Extracted records
========================
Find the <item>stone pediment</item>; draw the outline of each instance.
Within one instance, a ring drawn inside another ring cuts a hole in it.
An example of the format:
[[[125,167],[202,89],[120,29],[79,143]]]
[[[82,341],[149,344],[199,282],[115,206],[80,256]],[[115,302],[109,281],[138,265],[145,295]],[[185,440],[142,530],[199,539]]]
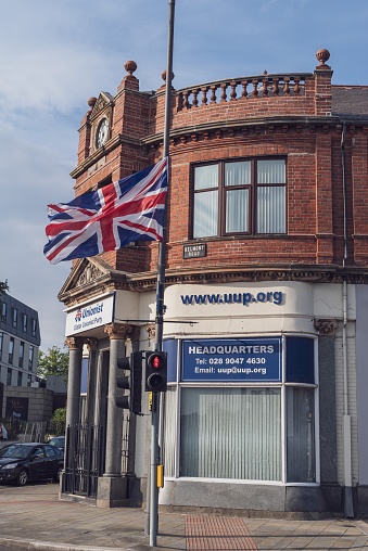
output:
[[[64,304],[79,302],[81,296],[101,293],[111,280],[111,266],[101,258],[80,258],[72,267],[58,298]]]
[[[114,98],[109,92],[100,92],[100,95],[92,108],[90,116],[91,120],[98,117],[106,107],[112,107],[113,104]]]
========================
Change "stone pediment" to "carved doorway" everywhere in the data above, and write the data out again with nothing else altered. Leave the pictures out.

Find the <item>carved doorway</item>; draw the outline of each instance.
Within one instance, a ring drawn inside another ring cuts a hole in it.
An example of the format:
[[[125,167],[202,89],[120,29],[79,143]]]
[[[82,341],[149,344],[199,282],[115,206],[80,256]],[[115,302],[109,281],[138,265],[145,295]],[[185,440],[142,530],[199,539]]]
output:
[[[64,304],[79,302],[81,296],[101,293],[111,280],[111,266],[101,258],[80,258],[72,267],[58,298]]]
[[[114,98],[109,92],[100,92],[100,95],[92,108],[90,116],[91,120],[98,117],[106,107],[112,107],[113,104]]]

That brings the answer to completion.